Recast the records below as a Markdown table with the columns Row and Record line, running from the line with "Query: dark shingled roof" through the end of the records. Skip blank lines and leave the pictures out.

» INPUT FOR THIS TASK:

****

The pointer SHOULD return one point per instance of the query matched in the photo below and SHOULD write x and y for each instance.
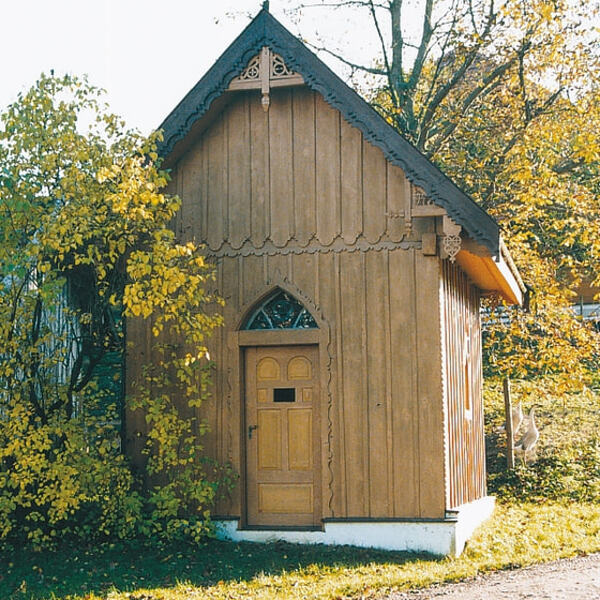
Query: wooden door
(282, 436)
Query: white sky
(147, 54)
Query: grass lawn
(516, 535)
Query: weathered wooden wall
(463, 377)
(295, 176)
(295, 196)
(383, 400)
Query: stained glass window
(281, 311)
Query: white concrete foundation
(442, 537)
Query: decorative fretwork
(264, 71)
(420, 198)
(279, 68)
(281, 311)
(451, 242)
(252, 71)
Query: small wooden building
(347, 392)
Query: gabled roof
(265, 30)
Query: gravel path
(569, 579)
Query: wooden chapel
(347, 392)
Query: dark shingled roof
(265, 30)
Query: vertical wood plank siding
(296, 196)
(466, 451)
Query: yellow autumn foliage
(85, 244)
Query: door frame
(237, 341)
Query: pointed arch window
(281, 311)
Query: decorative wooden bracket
(451, 242)
(264, 71)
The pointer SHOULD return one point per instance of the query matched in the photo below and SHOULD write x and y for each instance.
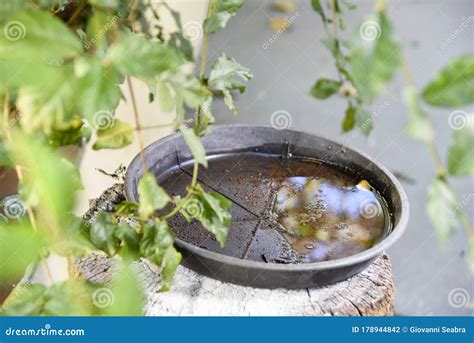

****

» EXERCISE RESULT:
| Row | Record line |
|---|---|
| 1 | Query: dark shingled roof |
| 2 | (265, 30) |
| 3 | Query: vertical wood plank siding |
| 4 | (296, 196) |
| 5 | (466, 451) |
| 6 | Query: yellow autumn foliage |
| 7 | (85, 244) |
| 8 | Query: door frame |
| 9 | (237, 341) |
| 10 | Query: pointed arch window |
| 11 | (281, 311) |
| 12 | Query: decorative wooden bracket |
| 13 | (451, 242) |
| 14 | (264, 71) |
| 15 | The pointer SHOULD return one point per instance of the query matched in the photo below and SHOULD write x and y for each instance. |